DATA EXTRACT
━━━
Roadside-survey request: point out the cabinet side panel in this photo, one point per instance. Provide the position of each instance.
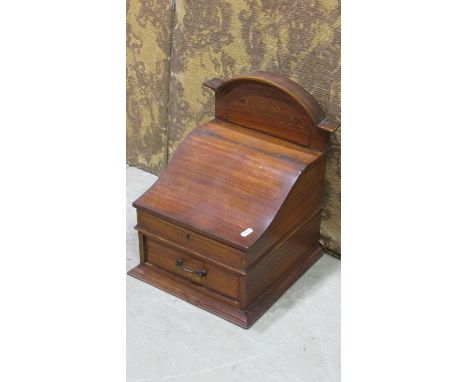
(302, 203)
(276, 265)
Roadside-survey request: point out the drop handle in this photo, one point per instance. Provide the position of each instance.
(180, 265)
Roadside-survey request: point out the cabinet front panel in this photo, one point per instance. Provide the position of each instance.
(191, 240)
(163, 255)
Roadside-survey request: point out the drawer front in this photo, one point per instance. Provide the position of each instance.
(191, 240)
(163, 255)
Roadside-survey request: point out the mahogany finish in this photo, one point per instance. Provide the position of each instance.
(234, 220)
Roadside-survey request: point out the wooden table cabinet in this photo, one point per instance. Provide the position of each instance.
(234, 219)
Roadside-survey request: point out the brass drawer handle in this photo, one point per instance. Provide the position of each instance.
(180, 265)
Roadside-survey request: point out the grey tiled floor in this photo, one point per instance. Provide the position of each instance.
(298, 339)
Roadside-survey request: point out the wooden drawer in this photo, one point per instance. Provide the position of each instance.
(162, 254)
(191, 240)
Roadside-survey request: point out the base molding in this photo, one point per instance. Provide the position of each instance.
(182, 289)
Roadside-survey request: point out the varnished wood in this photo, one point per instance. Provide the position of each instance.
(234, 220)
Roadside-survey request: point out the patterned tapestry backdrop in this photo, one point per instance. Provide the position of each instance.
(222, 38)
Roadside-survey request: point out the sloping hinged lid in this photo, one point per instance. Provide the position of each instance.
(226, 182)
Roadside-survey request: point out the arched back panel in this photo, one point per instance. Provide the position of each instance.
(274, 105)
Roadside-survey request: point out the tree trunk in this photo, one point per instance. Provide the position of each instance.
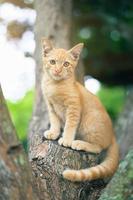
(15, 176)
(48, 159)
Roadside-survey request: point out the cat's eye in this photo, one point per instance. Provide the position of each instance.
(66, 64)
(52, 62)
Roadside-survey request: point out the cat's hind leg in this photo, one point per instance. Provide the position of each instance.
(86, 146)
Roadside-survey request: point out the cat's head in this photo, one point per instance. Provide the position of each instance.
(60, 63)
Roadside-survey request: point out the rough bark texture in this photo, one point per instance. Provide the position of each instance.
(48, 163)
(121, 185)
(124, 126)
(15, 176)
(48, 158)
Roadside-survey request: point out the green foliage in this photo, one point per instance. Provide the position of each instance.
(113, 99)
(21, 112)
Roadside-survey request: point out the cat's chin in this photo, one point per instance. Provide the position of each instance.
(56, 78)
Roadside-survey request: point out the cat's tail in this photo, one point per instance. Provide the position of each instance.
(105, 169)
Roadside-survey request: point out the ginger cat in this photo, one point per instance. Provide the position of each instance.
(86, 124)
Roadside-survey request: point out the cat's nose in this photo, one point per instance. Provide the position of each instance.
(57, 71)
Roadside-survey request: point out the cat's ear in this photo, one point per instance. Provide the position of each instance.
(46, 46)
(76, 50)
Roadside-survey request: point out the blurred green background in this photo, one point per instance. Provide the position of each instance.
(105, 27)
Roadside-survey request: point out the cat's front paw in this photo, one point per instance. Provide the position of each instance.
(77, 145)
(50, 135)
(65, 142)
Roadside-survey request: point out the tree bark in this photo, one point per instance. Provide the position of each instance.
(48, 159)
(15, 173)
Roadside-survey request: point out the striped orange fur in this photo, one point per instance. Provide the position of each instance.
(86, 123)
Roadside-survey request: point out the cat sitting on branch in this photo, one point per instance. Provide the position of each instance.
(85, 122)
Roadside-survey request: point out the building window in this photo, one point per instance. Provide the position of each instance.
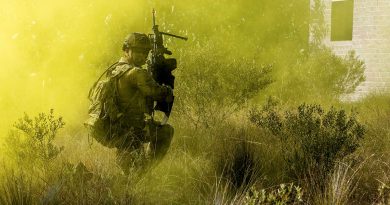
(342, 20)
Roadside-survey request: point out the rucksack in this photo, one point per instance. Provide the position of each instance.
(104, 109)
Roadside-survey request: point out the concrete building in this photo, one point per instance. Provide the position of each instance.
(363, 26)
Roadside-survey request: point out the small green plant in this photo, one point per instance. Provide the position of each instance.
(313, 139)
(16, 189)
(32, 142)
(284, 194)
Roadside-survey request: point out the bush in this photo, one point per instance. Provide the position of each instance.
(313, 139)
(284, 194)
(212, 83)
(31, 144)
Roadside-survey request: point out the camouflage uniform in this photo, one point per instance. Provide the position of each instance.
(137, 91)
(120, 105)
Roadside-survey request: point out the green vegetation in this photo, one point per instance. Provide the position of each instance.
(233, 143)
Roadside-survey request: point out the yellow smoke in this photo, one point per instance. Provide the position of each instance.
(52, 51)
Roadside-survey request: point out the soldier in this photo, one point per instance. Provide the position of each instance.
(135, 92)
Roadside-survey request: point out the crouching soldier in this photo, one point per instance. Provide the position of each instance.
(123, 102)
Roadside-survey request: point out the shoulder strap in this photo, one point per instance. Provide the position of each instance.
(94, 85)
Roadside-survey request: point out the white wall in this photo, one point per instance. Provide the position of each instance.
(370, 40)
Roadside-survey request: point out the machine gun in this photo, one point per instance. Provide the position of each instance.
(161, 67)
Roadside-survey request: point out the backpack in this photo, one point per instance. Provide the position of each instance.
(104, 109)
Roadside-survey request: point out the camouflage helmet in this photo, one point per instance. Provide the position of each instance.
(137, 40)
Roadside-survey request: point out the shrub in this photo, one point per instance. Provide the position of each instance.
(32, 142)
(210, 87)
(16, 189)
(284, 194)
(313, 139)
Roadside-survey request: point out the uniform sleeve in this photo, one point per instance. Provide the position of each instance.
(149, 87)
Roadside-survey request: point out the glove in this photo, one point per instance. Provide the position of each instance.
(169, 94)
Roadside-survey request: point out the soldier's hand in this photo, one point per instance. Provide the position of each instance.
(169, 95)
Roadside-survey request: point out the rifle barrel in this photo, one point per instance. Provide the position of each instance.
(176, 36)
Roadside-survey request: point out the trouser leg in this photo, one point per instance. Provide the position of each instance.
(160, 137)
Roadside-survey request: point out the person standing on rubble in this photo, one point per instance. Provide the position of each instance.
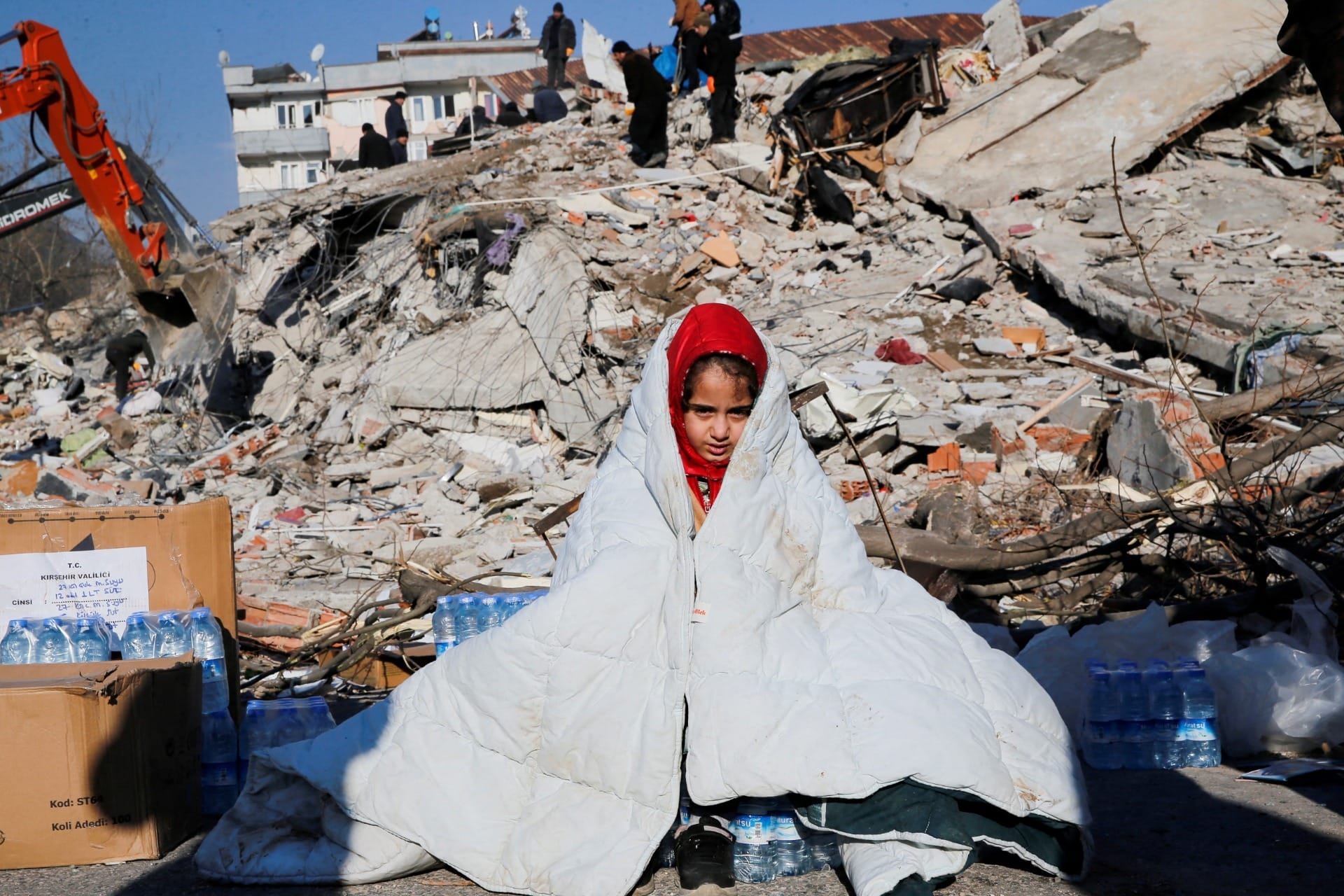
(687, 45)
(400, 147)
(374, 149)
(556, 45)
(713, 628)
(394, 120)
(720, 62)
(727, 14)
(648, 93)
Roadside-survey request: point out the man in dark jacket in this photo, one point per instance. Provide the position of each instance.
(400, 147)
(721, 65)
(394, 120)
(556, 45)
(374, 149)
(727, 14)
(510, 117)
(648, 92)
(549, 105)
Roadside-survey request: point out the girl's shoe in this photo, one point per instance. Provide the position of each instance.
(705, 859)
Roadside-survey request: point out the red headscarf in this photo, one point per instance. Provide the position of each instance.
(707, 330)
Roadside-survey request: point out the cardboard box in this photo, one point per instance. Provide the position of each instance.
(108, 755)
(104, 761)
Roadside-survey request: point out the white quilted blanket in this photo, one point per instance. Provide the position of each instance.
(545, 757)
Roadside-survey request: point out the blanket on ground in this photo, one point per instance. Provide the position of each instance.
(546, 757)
━━━
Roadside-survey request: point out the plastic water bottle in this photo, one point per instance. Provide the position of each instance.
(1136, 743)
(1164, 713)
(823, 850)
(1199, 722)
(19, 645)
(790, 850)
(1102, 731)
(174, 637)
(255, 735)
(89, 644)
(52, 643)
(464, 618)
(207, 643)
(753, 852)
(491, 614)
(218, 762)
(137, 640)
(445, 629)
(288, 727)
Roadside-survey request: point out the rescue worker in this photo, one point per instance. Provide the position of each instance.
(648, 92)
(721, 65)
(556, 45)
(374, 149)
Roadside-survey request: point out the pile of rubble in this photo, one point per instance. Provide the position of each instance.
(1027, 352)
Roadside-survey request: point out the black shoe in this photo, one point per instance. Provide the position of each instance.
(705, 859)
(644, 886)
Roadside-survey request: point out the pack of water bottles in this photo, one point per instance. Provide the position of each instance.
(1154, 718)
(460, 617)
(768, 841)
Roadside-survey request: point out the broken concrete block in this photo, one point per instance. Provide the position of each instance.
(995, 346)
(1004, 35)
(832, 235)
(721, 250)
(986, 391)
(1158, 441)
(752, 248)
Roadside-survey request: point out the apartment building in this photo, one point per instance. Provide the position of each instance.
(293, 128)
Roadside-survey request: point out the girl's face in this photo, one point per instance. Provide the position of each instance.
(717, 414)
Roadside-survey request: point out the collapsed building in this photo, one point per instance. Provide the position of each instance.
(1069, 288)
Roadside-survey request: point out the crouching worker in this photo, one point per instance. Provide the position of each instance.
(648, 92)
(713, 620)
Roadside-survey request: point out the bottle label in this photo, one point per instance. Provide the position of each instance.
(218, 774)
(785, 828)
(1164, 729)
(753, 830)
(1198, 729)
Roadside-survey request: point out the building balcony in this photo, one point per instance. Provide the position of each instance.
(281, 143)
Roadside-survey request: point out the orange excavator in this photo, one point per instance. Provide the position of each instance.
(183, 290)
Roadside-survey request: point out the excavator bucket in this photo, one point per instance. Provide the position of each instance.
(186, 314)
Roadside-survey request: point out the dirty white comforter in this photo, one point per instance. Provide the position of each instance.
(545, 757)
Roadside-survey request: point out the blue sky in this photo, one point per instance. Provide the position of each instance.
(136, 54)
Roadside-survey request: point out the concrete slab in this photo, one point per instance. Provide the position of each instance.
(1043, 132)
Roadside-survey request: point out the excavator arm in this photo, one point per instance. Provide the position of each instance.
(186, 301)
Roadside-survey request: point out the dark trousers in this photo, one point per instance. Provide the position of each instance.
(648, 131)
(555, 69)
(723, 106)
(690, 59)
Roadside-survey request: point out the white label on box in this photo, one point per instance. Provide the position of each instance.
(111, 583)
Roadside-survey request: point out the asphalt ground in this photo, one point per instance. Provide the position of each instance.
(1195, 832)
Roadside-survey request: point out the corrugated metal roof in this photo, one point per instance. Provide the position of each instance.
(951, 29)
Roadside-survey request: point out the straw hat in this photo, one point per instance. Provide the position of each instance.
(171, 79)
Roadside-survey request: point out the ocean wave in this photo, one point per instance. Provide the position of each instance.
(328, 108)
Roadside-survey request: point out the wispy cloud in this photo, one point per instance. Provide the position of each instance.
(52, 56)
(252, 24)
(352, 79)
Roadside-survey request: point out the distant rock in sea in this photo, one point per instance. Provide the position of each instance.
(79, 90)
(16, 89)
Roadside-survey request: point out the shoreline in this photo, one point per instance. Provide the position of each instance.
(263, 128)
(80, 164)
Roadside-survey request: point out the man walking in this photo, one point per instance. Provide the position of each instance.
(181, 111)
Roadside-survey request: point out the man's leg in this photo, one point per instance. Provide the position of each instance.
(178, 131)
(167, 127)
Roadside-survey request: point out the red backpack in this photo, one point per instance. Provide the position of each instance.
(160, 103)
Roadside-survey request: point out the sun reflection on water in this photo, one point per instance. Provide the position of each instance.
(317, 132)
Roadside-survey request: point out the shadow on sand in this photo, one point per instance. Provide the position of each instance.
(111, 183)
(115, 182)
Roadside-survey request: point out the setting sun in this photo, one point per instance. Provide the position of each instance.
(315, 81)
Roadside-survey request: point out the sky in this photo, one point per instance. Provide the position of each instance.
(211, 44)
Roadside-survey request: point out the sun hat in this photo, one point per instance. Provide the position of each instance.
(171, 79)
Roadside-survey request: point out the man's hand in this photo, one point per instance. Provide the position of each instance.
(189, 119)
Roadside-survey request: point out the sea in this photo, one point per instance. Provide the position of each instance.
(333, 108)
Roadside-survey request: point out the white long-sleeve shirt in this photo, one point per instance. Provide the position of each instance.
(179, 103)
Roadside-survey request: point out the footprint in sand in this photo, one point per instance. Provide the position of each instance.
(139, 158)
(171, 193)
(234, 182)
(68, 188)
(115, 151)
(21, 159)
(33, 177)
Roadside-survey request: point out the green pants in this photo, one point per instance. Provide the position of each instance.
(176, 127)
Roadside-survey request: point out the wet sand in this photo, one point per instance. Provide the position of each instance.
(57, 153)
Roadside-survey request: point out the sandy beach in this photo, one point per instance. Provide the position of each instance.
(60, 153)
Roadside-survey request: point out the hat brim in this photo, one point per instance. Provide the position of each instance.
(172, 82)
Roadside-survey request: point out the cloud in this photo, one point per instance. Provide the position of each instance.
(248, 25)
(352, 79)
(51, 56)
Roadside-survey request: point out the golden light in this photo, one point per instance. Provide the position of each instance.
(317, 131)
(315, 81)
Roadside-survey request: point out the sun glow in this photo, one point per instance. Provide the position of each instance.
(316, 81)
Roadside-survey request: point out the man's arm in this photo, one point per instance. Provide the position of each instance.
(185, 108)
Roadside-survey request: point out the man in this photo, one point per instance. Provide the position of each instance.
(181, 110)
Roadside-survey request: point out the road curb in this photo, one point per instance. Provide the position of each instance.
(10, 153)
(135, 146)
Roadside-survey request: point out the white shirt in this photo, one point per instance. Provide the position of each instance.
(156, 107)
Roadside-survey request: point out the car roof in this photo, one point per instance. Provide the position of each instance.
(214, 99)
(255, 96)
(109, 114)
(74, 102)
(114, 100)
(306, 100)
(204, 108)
━━━
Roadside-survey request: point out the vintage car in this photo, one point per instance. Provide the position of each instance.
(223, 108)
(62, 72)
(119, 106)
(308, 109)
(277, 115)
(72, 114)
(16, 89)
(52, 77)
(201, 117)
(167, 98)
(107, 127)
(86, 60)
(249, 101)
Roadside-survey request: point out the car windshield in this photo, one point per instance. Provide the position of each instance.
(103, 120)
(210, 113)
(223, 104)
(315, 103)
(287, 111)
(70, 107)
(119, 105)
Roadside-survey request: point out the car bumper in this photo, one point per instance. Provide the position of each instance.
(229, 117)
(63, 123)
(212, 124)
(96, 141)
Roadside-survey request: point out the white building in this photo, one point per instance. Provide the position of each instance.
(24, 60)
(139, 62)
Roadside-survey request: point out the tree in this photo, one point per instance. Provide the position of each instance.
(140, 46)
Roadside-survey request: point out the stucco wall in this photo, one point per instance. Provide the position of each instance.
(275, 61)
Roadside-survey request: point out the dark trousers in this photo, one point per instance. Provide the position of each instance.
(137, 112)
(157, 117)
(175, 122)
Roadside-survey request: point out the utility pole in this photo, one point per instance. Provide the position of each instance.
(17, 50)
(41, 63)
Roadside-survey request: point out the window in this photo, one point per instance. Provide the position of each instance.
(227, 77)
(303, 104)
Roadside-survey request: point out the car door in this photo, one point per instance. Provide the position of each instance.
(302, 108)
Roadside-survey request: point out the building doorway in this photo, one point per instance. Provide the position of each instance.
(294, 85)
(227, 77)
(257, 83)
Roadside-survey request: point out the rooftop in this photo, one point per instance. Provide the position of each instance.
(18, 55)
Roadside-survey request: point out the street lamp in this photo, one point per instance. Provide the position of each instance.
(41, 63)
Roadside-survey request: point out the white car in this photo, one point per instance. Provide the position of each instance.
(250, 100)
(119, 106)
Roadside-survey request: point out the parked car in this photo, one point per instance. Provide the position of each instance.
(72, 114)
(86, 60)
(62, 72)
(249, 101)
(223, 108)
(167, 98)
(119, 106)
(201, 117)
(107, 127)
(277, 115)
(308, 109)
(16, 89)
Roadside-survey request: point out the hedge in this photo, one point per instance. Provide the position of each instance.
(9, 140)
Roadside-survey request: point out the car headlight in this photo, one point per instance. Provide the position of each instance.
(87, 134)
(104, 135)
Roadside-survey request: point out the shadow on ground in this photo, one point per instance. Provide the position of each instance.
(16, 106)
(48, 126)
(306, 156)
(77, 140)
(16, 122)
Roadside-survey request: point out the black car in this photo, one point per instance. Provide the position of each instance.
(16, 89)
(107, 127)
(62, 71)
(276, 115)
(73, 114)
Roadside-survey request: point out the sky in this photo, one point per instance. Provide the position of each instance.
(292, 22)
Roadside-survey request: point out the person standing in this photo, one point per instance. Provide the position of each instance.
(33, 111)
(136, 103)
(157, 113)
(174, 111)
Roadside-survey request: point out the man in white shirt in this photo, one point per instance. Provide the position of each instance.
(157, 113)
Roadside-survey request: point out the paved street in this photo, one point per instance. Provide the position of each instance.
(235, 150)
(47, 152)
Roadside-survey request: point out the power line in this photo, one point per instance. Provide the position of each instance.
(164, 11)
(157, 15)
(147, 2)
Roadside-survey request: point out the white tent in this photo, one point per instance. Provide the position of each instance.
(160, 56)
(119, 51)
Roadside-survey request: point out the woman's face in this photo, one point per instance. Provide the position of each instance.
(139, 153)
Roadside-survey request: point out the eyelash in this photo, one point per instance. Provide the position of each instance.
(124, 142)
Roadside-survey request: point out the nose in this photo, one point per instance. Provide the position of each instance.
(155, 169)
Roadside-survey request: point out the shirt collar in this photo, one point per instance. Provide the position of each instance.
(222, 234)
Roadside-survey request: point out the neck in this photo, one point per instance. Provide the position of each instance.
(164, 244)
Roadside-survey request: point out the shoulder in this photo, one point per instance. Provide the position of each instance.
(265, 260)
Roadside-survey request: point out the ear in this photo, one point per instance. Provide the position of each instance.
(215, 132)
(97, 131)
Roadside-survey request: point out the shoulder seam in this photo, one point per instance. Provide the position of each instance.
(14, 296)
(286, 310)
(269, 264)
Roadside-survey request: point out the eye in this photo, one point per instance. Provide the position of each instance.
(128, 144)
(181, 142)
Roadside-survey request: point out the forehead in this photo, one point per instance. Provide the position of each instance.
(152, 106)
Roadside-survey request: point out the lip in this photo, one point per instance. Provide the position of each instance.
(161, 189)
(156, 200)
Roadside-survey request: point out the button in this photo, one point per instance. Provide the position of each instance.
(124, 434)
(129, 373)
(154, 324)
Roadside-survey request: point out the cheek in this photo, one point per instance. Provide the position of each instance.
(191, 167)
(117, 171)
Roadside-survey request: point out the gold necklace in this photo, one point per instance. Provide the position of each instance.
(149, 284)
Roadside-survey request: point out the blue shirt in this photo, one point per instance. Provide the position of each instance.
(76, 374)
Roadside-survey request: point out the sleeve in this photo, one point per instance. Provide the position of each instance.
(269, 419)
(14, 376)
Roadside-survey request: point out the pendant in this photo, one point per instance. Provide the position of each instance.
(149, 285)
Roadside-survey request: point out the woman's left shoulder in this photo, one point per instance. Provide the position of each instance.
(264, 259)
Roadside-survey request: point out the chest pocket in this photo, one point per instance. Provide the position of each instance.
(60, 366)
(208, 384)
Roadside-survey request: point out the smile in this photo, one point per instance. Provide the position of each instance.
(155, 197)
━━━
EXERCISE
Return, line for line and unchanged, the records from the line containing "Roadside-survey request: point out the black shoe" through the line containing "(1043, 132)", including both of those lines.

RESPONSE TO THE TASK
Roadside-survey request: point out the black shoe in this photo, one point per instance. Provide the position of each instance.
(705, 859)
(644, 886)
Roadside-survey request: point out the pack of water bottles in this photo, one point per instance. Provide the position of each instance.
(1154, 718)
(460, 617)
(768, 841)
Roadside-survey request: point out the broken concrete block in this photo, one point per instance. Provide the position of each instance.
(995, 346)
(1004, 35)
(832, 235)
(721, 250)
(986, 391)
(1158, 441)
(752, 248)
Roadside-survey request: point out the apartment building in this photo, one point per instance. Provide the position of each instance.
(293, 128)
Roadside-survey request: point out the girl's face in this photo, one point per instance. Provide the position of each instance.
(717, 414)
Roadside-survey request: point out the collapsed building in this photo, one point per instance. Provide the position of each instance.
(1069, 288)
Roadside-survey request: point out the crouching worker in this photo, one point per instance. Provide the position of each instance.
(648, 92)
(713, 620)
Roadside-survey request: point out the bottle label in this photo, one point per instance. Provide the position of each instance.
(218, 774)
(785, 828)
(1164, 729)
(753, 830)
(1198, 729)
Roadside-survey request: point out the building balcony in this photo, one point per instance. Provide the position of each instance.
(281, 143)
Roadside-survey request: point out the orange excavator in this photo, one point per instance. Provide the position of each instance.
(183, 290)
Roadside-survey request: point out the excavator bucket in this photo, one point per instance. Provide the position of each instance.
(186, 314)
Roadside-survey request: point out the dirty white comforter in this photo, one point per instance. Provide the position of each instance.
(545, 757)
Roadside-survey request: point out the blue sky in this photo, one point per instance. Provide the position of each instance.
(136, 54)
Roadside-survey request: point out the concrete slab in this photo, one point per instance. Provide the position of each instance.
(1043, 132)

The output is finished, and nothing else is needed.